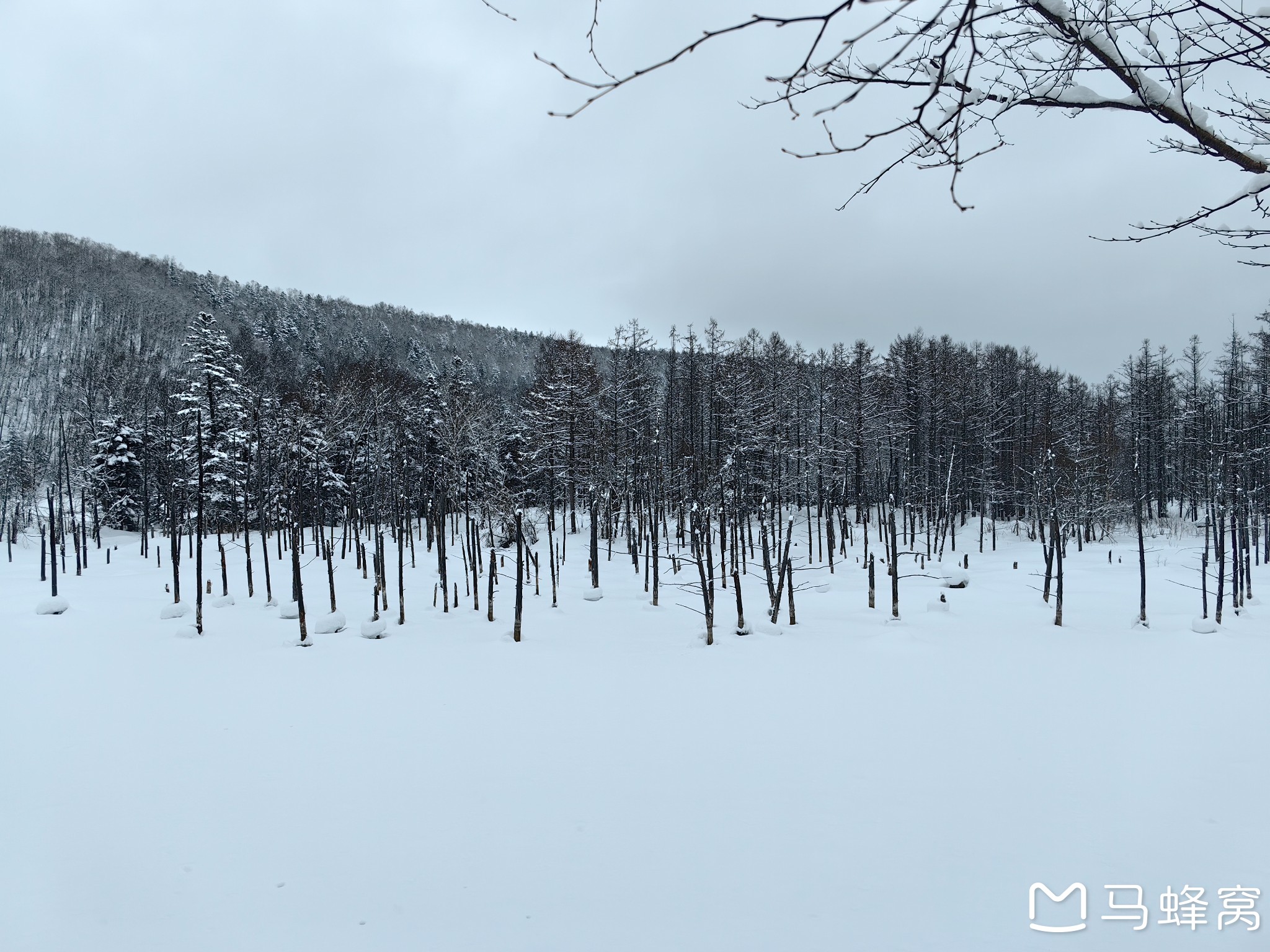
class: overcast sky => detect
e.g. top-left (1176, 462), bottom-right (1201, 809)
top-left (0, 0), bottom-right (1270, 378)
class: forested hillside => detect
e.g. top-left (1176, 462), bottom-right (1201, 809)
top-left (0, 231), bottom-right (1270, 635)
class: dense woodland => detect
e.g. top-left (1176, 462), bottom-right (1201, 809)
top-left (0, 231), bottom-right (1270, 632)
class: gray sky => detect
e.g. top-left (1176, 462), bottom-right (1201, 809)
top-left (0, 0), bottom-right (1270, 378)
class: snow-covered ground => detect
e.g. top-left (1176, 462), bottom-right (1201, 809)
top-left (0, 527), bottom-right (1270, 952)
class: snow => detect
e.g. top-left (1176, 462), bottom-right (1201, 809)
top-left (314, 612), bottom-right (348, 635)
top-left (35, 596), bottom-right (71, 614)
top-left (362, 618), bottom-right (389, 638)
top-left (0, 524), bottom-right (1270, 952)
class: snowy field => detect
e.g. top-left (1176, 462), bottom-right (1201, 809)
top-left (0, 526), bottom-right (1270, 952)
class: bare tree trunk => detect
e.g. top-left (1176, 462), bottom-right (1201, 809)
top-left (396, 515), bottom-right (406, 625)
top-left (485, 546), bottom-right (498, 620)
top-left (512, 509), bottom-right (525, 641)
top-left (888, 508), bottom-right (899, 618)
top-left (39, 490), bottom-right (57, 598)
top-left (865, 550), bottom-right (877, 608)
top-left (1049, 514), bottom-right (1063, 628)
top-left (690, 511), bottom-right (714, 645)
top-left (291, 517), bottom-right (309, 646)
top-left (194, 413), bottom-right (203, 635)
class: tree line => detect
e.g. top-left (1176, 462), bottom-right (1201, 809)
top-left (0, 297), bottom-right (1270, 637)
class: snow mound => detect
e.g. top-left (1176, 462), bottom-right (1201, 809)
top-left (159, 602), bottom-right (194, 619)
top-left (35, 596), bottom-right (71, 614)
top-left (314, 612), bottom-right (348, 635)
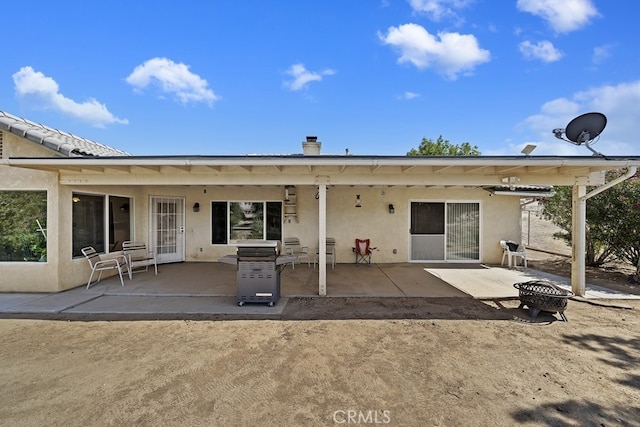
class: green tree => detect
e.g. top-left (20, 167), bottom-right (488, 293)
top-left (543, 170), bottom-right (640, 266)
top-left (407, 135), bottom-right (481, 156)
top-left (0, 191), bottom-right (47, 261)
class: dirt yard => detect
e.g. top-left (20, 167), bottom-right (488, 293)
top-left (0, 212), bottom-right (640, 426)
top-left (0, 298), bottom-right (640, 426)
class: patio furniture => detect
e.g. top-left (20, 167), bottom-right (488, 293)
top-left (352, 239), bottom-right (377, 266)
top-left (284, 237), bottom-right (311, 269)
top-left (81, 246), bottom-right (131, 289)
top-left (513, 280), bottom-right (574, 322)
top-left (122, 240), bottom-right (158, 276)
top-left (500, 240), bottom-right (527, 268)
top-left (313, 237), bottom-right (336, 268)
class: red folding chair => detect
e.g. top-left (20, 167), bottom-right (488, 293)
top-left (353, 239), bottom-right (377, 265)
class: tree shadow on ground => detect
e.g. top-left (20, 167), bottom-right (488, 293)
top-left (281, 297), bottom-right (555, 323)
top-left (513, 400), bottom-right (640, 426)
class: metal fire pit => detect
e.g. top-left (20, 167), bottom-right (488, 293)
top-left (513, 280), bottom-right (574, 322)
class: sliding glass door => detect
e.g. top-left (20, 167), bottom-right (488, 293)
top-left (409, 202), bottom-right (480, 262)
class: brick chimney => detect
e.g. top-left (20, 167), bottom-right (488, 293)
top-left (302, 136), bottom-right (322, 156)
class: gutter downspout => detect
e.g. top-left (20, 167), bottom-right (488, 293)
top-left (571, 166), bottom-right (638, 297)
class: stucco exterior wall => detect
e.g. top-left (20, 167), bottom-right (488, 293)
top-left (0, 132), bottom-right (60, 292)
top-left (149, 186), bottom-right (521, 263)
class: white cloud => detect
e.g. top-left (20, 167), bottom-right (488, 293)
top-left (409, 0), bottom-right (473, 22)
top-left (378, 24), bottom-right (491, 80)
top-left (519, 40), bottom-right (562, 62)
top-left (591, 45), bottom-right (612, 64)
top-left (401, 91), bottom-right (420, 99)
top-left (126, 58), bottom-right (219, 105)
top-left (517, 0), bottom-right (599, 33)
top-left (12, 66), bottom-right (128, 127)
top-left (283, 64), bottom-right (335, 91)
top-left (519, 80), bottom-right (640, 156)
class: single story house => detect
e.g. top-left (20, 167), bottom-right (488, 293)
top-left (0, 111), bottom-right (640, 295)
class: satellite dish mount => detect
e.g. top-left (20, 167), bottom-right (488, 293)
top-left (553, 113), bottom-right (607, 157)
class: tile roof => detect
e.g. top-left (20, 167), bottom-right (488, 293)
top-left (0, 111), bottom-right (131, 157)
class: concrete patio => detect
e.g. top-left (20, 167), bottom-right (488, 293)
top-left (0, 263), bottom-right (640, 317)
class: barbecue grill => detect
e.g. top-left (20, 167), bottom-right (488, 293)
top-left (220, 240), bottom-right (296, 307)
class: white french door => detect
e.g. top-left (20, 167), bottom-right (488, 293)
top-left (149, 196), bottom-right (185, 263)
top-left (409, 202), bottom-right (480, 262)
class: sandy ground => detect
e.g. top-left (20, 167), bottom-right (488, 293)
top-left (0, 212), bottom-right (640, 426)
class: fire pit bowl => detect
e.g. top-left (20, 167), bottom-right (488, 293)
top-left (513, 280), bottom-right (574, 322)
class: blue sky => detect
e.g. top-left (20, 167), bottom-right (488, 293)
top-left (0, 0), bottom-right (640, 155)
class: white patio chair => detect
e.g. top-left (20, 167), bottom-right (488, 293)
top-left (81, 246), bottom-right (131, 289)
top-left (284, 237), bottom-right (311, 269)
top-left (122, 240), bottom-right (158, 276)
top-left (500, 240), bottom-right (527, 268)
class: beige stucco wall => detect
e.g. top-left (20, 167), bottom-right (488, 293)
top-left (0, 132), bottom-right (521, 292)
top-left (0, 132), bottom-right (60, 292)
top-left (142, 186), bottom-right (521, 263)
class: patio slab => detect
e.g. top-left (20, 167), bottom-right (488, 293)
top-left (65, 295), bottom-right (288, 315)
top-left (0, 263), bottom-right (640, 318)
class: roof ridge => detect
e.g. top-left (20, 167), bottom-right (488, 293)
top-left (0, 110), bottom-right (131, 157)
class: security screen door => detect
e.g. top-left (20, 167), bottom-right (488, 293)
top-left (409, 202), bottom-right (480, 262)
top-left (149, 196), bottom-right (185, 263)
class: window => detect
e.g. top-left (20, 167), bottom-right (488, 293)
top-left (0, 191), bottom-right (47, 262)
top-left (72, 193), bottom-right (131, 256)
top-left (211, 202), bottom-right (282, 244)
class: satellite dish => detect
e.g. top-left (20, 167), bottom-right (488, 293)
top-left (553, 113), bottom-right (607, 156)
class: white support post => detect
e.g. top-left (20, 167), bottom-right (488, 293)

- _Exercise brief_: Rewrite every line of the listing above, switching each "detect" to "locate" and keeping everything else the same. Omit the picture lines from your answer.

- _Answer to the problem_:
class: overcast sky => locate
e.g. top-left (1176, 462), bottom-right (1201, 809)
top-left (0, 0), bottom-right (1270, 378)
class: forested hillside => locate
e.g. top-left (1176, 462), bottom-right (1201, 809)
top-left (0, 231), bottom-right (1270, 635)
class: dense woodland => locate
e.g. top-left (1176, 462), bottom-right (1201, 809)
top-left (0, 231), bottom-right (1270, 632)
class: gray sky => locate
e.g. top-left (1176, 462), bottom-right (1201, 809)
top-left (0, 0), bottom-right (1270, 378)
class: snow-covered ground => locate
e.g. top-left (1176, 462), bottom-right (1201, 809)
top-left (0, 527), bottom-right (1270, 952)
class: snow => locate
e.g. top-left (1176, 462), bottom-right (1201, 809)
top-left (314, 612), bottom-right (348, 635)
top-left (35, 596), bottom-right (71, 614)
top-left (362, 618), bottom-right (389, 638)
top-left (0, 524), bottom-right (1270, 952)
class: snowy field => locate
e.g. top-left (1176, 462), bottom-right (1201, 809)
top-left (0, 526), bottom-right (1270, 952)
class: bare tree trunk => locate
e.g. top-left (1176, 462), bottom-right (1201, 809)
top-left (396, 515), bottom-right (406, 625)
top-left (485, 546), bottom-right (498, 620)
top-left (512, 509), bottom-right (525, 641)
top-left (888, 508), bottom-right (899, 618)
top-left (39, 490), bottom-right (57, 598)
top-left (865, 550), bottom-right (877, 608)
top-left (1049, 514), bottom-right (1063, 628)
top-left (690, 511), bottom-right (714, 645)
top-left (291, 517), bottom-right (309, 646)
top-left (194, 413), bottom-right (203, 635)
class: tree line => locate
e.g. top-left (1176, 462), bottom-right (1201, 809)
top-left (0, 297), bottom-right (1270, 637)
class: snow mound => locate
e.g. top-left (1176, 462), bottom-right (1201, 809)
top-left (159, 602), bottom-right (194, 619)
top-left (35, 596), bottom-right (71, 614)
top-left (314, 612), bottom-right (348, 635)
class: green tree => locate
e.g. top-left (20, 167), bottom-right (488, 293)
top-left (543, 170), bottom-right (640, 266)
top-left (407, 135), bottom-right (481, 156)
top-left (0, 191), bottom-right (47, 261)
class: dirt yard => locate
e.g. top-left (20, 167), bottom-right (488, 293)
top-left (0, 212), bottom-right (640, 426)
top-left (0, 298), bottom-right (640, 426)
class: patio furniture => locate
e.g. top-left (20, 167), bottom-right (488, 293)
top-left (352, 239), bottom-right (377, 266)
top-left (284, 237), bottom-right (311, 269)
top-left (81, 246), bottom-right (131, 289)
top-left (513, 280), bottom-right (574, 322)
top-left (122, 240), bottom-right (158, 276)
top-left (500, 240), bottom-right (527, 268)
top-left (313, 237), bottom-right (336, 268)
class: red folding chair => locate
e.g. top-left (20, 167), bottom-right (488, 293)
top-left (353, 239), bottom-right (377, 265)
class: tree shadow on ground => locate
e.g. top-left (20, 167), bottom-right (488, 293)
top-left (281, 297), bottom-right (555, 323)
top-left (513, 400), bottom-right (640, 426)
class: metal fire pit => locate
e.g. top-left (20, 167), bottom-right (488, 293)
top-left (513, 280), bottom-right (574, 322)
class: sliding glass door => locate
e.g. top-left (20, 167), bottom-right (488, 293)
top-left (409, 202), bottom-right (480, 262)
class: brick chimney => locate
e.g. top-left (20, 167), bottom-right (488, 293)
top-left (302, 136), bottom-right (322, 156)
class: gutter downspout => locate
e.g. top-left (20, 167), bottom-right (488, 293)
top-left (571, 166), bottom-right (638, 297)
class: stucco exterior wall => locate
e.g. top-left (20, 167), bottom-right (488, 293)
top-left (0, 132), bottom-right (60, 292)
top-left (149, 186), bottom-right (521, 263)
class: white cloud => locate
e.g. top-left (20, 167), bottom-right (488, 293)
top-left (409, 0), bottom-right (473, 22)
top-left (378, 24), bottom-right (491, 80)
top-left (519, 40), bottom-right (562, 62)
top-left (591, 45), bottom-right (612, 64)
top-left (401, 91), bottom-right (420, 99)
top-left (126, 58), bottom-right (219, 105)
top-left (517, 0), bottom-right (599, 33)
top-left (12, 66), bottom-right (128, 127)
top-left (283, 64), bottom-right (335, 91)
top-left (519, 80), bottom-right (640, 156)
class: single story house => locate
e.g. top-left (20, 167), bottom-right (488, 293)
top-left (0, 111), bottom-right (640, 295)
class: satellite dish mount => locate
e.g. top-left (20, 167), bottom-right (488, 293)
top-left (553, 113), bottom-right (607, 157)
class: tile roof => locate
e.g. top-left (20, 167), bottom-right (488, 293)
top-left (0, 111), bottom-right (131, 157)
class: concrete patio => locate
e.g. top-left (20, 167), bottom-right (488, 293)
top-left (0, 263), bottom-right (640, 317)
class: barbecue grill => locate
e.g. top-left (20, 167), bottom-right (488, 293)
top-left (220, 240), bottom-right (296, 307)
class: white french door => locate
e.g. top-left (20, 167), bottom-right (488, 293)
top-left (149, 196), bottom-right (185, 263)
top-left (409, 202), bottom-right (480, 262)
class: sandy ground => locate
e.g. top-left (20, 167), bottom-right (488, 293)
top-left (0, 212), bottom-right (640, 426)
class: fire pit bowl => locate
e.g. top-left (20, 167), bottom-right (488, 293)
top-left (513, 280), bottom-right (574, 322)
class: blue sky => locate
e.g. top-left (20, 167), bottom-right (488, 293)
top-left (0, 0), bottom-right (640, 155)
class: white patio chair => locate
e.g. top-left (20, 167), bottom-right (488, 293)
top-left (81, 246), bottom-right (131, 289)
top-left (284, 237), bottom-right (311, 269)
top-left (122, 240), bottom-right (158, 276)
top-left (500, 240), bottom-right (527, 268)
class: beige stucco wall => locate
e.g. top-left (20, 167), bottom-right (488, 293)
top-left (0, 132), bottom-right (521, 292)
top-left (0, 132), bottom-right (60, 292)
top-left (142, 186), bottom-right (521, 263)
class: patio slab => locate
e.g. top-left (20, 167), bottom-right (488, 293)
top-left (65, 295), bottom-right (288, 315)
top-left (0, 263), bottom-right (640, 318)
class: roof ridge => locate
e.g. top-left (20, 167), bottom-right (488, 293)
top-left (0, 110), bottom-right (131, 157)
class: security screen door => locate
e.g. top-left (20, 167), bottom-right (488, 293)
top-left (409, 202), bottom-right (480, 262)
top-left (149, 196), bottom-right (185, 263)
class: window => locate
e.g. top-left (20, 167), bottom-right (488, 293)
top-left (0, 191), bottom-right (47, 262)
top-left (72, 193), bottom-right (131, 256)
top-left (211, 202), bottom-right (282, 244)
class: satellite dish => locate
e.g. top-left (20, 167), bottom-right (488, 293)
top-left (553, 113), bottom-right (607, 156)
class: white support post => locate
e.g. top-left (20, 167), bottom-right (488, 293)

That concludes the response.